▸ **Document segment**:
((

Tanzania on Sunday reversed its decision to lift a controversial ban on wildlife exports a day after the move triggered an uproar in the East African nation.
The ban imposed in 2016 was to safeguard the country’s protected animals and birds who were illegally being shipped abroad.
On Saturday, however, wildlife authorities announced they would lift the ban for an initial six months from June 6 to December 5 for traders to “clear stocks of animals” that they could not sell under the ban.
But in a swift U-turn, Tourism Minister Pindi Chana reinstated the ban to allow further consultations.
The public received the minister’s announcement with mixed feelings as the majority were left bewildered, questioning the government’s information coordination.
Following that clumsy show displayed by the government, Taifa Daily had to go further and dig about the leading countries of wildlife exporters and importers.
According to the Journal of Science Advances published in 2021, “Richer countries are the biggest destinations for wildlife, which originates from poorer countries”. One reason for the pattern is simple: people in richer countries can pay more for the wildlife.

))

(Dataset records)
((

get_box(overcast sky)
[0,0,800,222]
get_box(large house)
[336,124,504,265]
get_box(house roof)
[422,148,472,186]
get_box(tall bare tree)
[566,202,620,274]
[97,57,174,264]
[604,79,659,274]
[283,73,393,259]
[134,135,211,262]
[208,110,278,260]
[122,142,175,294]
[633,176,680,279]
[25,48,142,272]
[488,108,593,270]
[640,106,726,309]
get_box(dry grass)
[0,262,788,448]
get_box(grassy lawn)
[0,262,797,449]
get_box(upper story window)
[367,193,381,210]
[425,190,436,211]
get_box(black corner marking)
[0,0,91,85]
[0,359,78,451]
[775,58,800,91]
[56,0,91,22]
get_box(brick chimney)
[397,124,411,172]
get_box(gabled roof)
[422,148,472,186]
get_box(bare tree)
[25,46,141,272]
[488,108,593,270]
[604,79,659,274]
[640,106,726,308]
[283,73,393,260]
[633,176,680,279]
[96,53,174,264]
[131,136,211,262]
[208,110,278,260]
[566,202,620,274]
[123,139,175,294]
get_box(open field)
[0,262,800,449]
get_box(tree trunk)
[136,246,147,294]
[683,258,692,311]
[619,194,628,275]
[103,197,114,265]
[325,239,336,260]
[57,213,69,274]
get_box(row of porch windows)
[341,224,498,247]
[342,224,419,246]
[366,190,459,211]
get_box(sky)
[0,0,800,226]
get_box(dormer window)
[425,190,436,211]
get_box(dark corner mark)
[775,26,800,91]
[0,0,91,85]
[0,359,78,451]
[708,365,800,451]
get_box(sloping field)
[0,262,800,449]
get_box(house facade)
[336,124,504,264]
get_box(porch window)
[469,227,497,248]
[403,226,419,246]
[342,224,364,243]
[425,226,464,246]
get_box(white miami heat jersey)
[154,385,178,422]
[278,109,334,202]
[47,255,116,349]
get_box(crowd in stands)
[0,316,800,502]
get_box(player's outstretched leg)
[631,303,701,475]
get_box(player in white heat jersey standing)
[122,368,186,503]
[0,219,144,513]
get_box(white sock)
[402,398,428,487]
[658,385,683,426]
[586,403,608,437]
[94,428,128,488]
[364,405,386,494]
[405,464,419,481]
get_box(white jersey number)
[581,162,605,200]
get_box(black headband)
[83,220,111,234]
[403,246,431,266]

))
((

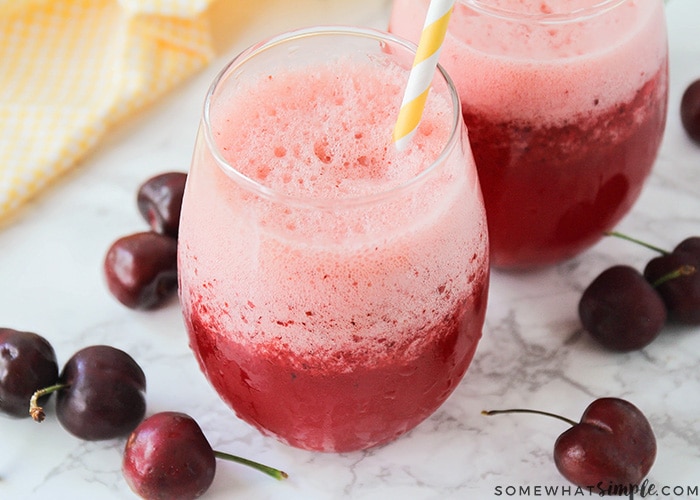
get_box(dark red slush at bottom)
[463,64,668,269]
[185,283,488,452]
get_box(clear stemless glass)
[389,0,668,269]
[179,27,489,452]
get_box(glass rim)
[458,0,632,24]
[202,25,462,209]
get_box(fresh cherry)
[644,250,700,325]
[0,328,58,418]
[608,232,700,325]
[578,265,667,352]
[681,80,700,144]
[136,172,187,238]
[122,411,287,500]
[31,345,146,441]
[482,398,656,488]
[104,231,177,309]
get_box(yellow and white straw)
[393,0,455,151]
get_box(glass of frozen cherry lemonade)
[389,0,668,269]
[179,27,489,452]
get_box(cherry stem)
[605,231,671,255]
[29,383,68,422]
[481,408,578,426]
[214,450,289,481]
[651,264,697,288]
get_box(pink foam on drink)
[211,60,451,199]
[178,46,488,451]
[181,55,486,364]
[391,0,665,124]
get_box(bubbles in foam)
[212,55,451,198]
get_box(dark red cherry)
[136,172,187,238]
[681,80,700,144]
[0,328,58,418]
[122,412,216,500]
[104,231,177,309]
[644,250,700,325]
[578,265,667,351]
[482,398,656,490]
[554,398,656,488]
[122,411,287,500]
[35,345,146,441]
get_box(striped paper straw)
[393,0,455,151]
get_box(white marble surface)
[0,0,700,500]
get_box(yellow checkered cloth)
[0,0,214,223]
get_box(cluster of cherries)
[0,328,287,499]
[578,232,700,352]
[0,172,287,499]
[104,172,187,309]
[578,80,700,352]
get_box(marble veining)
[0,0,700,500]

))
((

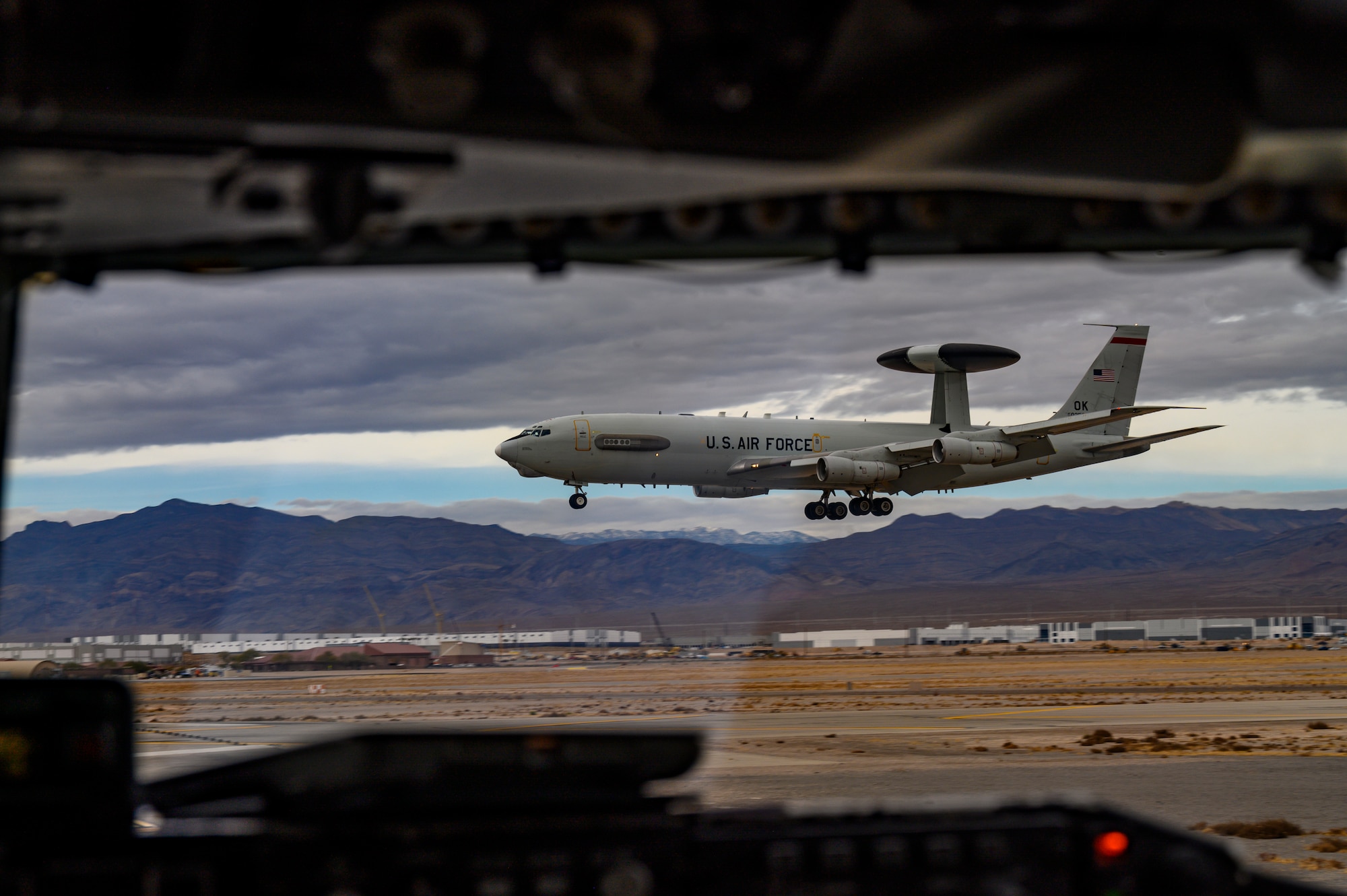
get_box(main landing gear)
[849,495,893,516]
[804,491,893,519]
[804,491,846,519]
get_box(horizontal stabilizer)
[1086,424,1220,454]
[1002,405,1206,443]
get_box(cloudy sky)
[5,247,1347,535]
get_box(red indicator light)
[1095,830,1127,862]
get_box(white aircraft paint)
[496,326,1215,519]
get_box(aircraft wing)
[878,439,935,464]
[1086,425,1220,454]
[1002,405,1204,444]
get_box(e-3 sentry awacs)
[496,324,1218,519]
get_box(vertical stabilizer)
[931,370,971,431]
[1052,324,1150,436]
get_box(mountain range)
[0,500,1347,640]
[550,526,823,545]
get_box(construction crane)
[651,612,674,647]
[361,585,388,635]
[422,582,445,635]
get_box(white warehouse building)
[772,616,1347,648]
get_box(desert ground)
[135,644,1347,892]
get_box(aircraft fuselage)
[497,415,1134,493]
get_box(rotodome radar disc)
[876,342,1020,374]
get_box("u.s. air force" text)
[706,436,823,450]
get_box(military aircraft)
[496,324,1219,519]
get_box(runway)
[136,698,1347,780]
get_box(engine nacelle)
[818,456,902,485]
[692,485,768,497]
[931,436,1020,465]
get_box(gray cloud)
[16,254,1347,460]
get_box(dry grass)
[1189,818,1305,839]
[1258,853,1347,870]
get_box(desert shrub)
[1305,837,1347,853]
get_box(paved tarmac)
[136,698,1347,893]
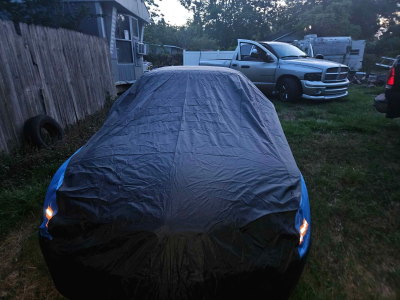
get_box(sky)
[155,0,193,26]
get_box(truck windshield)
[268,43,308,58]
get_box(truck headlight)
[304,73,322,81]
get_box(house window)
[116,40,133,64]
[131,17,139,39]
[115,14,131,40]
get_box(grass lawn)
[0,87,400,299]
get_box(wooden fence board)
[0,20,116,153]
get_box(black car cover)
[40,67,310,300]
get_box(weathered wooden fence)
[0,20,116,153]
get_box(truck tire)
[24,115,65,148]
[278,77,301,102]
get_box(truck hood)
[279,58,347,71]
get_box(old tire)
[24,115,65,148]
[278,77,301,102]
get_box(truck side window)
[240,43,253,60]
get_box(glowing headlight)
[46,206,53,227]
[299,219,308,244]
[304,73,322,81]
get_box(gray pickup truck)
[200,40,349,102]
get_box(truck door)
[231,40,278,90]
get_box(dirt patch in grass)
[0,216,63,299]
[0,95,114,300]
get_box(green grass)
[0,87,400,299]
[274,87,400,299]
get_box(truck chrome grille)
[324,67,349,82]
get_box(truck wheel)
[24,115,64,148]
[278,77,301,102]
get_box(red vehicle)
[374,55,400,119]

))

From the article about Tanzania's wildlife export ban, extract the passage from "Tanzania on Sunday" to "being shipped abroad.", copying it word for word.

Tanzania on Sunday reversed its decision to lift a controversial ban on wildlife exports a day after the move triggered an uproar in the East African nation.
The ban imposed in 2016 was to safeguard the country’s protected animals and birds who were illegally being shipped abroad.